**Gestellte Aufgabe:**
In welcher Fachzeitschrift haben Matteo Borrini und Luigi Garlarschelli laut dem folgenden Artikel über das Turiner Grabtuch ihre Ergebnisse veröffentlicht?

**Lesetext:**
*****
Sind die Blutflecken auf dem Turiner Grabtuch gemalt? Experten widersprechen neuer Studie

TURIN- Mehrere Experten haben die wissenschaftliche Validität einer Studie zum Turiner Grabtuch bezweifelt, welche zu dem Ergebnis gekommen war, dass fast die Hälfte der Blutflecken darauf „gemalt“ worden sei. Die Studie gründet auf Simulationen und Fotos, ohne dass deren Autoren je Zugang zum Original-Grabtuch gehabt hätten.

Vor ein paar Tagen hatten der forensische Anthropologe Matteo Borrini und der Chemiker Luigi Garlarschelli im Journal of Forensic Sciences die Ergebnisse ihrer Forschungsarbeit veröffentlicht, die sich auf die Blutspurenmusteranalyse stützt, die auch bei der Untersuchung von Tatorten angewandt wird.

Die italienische Autoren hatten nie Zugang zum echten Grabtuch, das in der Kathedrale von Turin aufbewahrt wird, sondern führten ihre Experimente mit Hilfe von Fotografien und Modellen durch. Dazu gehörten auch Schaufensterpuppen, von denen die Gegner der Studie erklären, sie würden einem Leichnam, wie ihn das Grabtuch umhüllt hatte, nicht gleichkommen.

Der forensische Anthropologe Borrini behauptet, die Flecken „seien nicht realistisch“ und ist der Meinung, sie seien „künstlich hergestellt worden“, weil seinen Simulationen gemäß das Blut in eine andere Richtungen geflossen sein müsste.

Emmanuella Marinelli, eine Wissenschaftlerin, die das Turiner Grabtuch seit 1977 studiert, mehr als 300 Artikel und verschiedene Bücher zum Thema geschrieben hat, stellte in einer Mitteilung an CNA die in der Studie eingesetzten Untersuchungsmethoden in Frage.

Auch wenn es für die Autoren aufgrund der Charakteristika ihrer Analyse nicht notwendig war, das echte Leinentuch zu untersuchen, so „ist es eindeutig nicht dasselbe“, sich auf ein Foto zu verlassen und nicht auf die Reliquie zurückzugreifen, erklärte Frau Marinelli.
*****
**Angezeigte Daten:**
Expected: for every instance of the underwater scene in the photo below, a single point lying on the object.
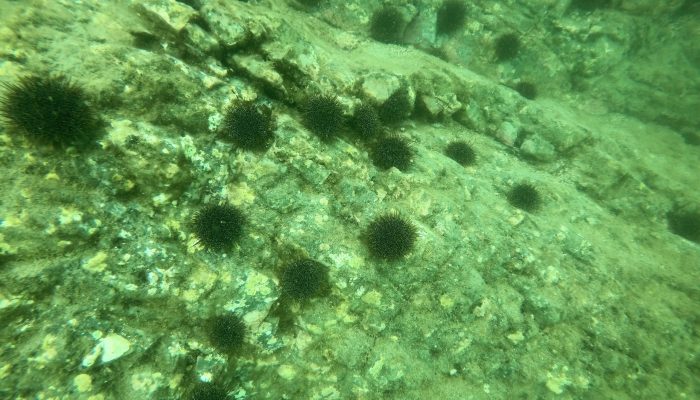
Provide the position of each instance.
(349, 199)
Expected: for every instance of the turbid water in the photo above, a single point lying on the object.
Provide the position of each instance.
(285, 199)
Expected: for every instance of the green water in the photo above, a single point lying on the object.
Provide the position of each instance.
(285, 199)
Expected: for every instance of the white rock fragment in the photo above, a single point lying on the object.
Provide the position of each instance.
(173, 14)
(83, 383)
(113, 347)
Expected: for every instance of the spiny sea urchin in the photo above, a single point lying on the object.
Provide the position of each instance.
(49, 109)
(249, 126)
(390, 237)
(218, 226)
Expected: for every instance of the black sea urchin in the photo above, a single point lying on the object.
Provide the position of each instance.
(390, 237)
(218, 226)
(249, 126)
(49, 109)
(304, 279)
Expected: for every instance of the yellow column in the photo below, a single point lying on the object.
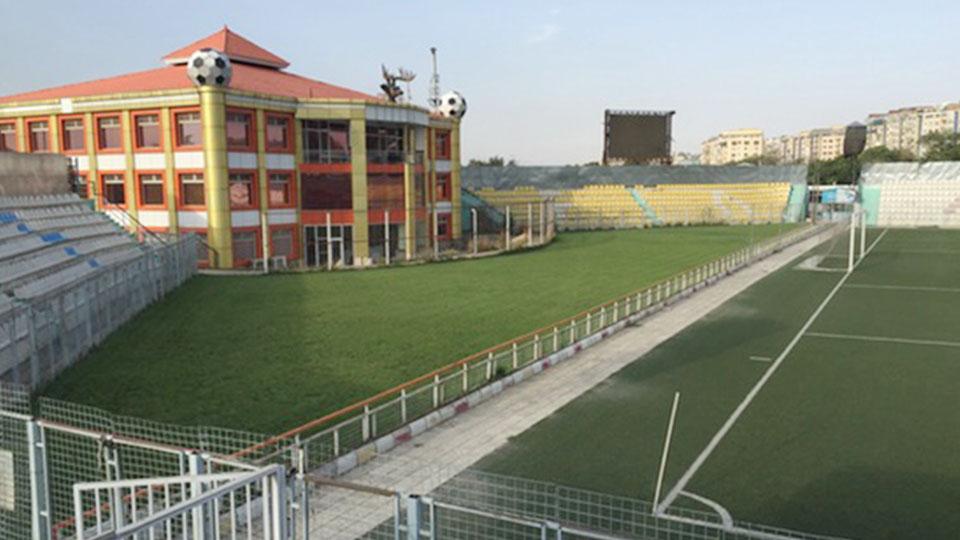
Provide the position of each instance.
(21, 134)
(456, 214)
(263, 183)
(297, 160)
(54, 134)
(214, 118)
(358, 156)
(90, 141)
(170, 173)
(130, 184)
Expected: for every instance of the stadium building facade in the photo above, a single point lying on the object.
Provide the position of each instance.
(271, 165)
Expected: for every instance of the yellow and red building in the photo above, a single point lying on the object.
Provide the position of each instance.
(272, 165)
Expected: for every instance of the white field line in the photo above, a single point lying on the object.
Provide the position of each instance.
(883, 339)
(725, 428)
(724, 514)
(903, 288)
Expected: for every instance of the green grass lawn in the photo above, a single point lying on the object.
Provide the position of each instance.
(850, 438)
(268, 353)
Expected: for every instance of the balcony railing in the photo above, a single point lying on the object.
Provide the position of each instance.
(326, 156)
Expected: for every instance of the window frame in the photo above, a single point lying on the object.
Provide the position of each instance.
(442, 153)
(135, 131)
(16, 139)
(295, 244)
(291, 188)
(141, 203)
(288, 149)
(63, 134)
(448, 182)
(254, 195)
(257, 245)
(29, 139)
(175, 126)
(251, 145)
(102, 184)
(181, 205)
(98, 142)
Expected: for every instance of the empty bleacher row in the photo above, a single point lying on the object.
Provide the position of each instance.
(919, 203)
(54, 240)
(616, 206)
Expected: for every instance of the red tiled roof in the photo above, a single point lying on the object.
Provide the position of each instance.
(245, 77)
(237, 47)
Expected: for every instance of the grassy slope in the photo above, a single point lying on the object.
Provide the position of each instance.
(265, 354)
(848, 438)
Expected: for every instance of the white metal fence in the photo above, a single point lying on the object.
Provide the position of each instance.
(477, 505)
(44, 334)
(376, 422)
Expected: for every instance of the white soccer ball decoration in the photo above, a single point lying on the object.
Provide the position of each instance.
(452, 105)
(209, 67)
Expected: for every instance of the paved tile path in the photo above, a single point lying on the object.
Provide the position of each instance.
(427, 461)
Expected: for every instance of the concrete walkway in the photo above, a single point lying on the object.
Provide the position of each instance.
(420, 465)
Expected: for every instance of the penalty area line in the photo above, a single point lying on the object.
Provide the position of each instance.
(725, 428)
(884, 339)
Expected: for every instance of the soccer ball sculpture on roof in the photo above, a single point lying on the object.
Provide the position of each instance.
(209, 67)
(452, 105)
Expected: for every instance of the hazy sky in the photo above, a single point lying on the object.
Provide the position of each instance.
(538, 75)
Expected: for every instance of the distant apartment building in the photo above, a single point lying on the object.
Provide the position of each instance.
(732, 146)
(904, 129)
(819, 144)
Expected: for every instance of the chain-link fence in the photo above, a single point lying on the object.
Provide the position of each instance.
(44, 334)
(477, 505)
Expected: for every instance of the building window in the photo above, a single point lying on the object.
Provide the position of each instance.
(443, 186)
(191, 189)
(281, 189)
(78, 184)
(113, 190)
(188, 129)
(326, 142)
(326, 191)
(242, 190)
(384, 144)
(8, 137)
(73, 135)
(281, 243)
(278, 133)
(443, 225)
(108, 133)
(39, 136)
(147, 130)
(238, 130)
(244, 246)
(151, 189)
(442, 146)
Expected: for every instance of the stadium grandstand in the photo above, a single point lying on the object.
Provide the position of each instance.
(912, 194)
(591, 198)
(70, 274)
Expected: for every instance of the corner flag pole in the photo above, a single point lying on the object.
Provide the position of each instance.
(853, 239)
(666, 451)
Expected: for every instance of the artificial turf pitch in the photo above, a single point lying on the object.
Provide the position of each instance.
*****
**Korrekte Antwort:**
Im Journal of Forensic Sciences.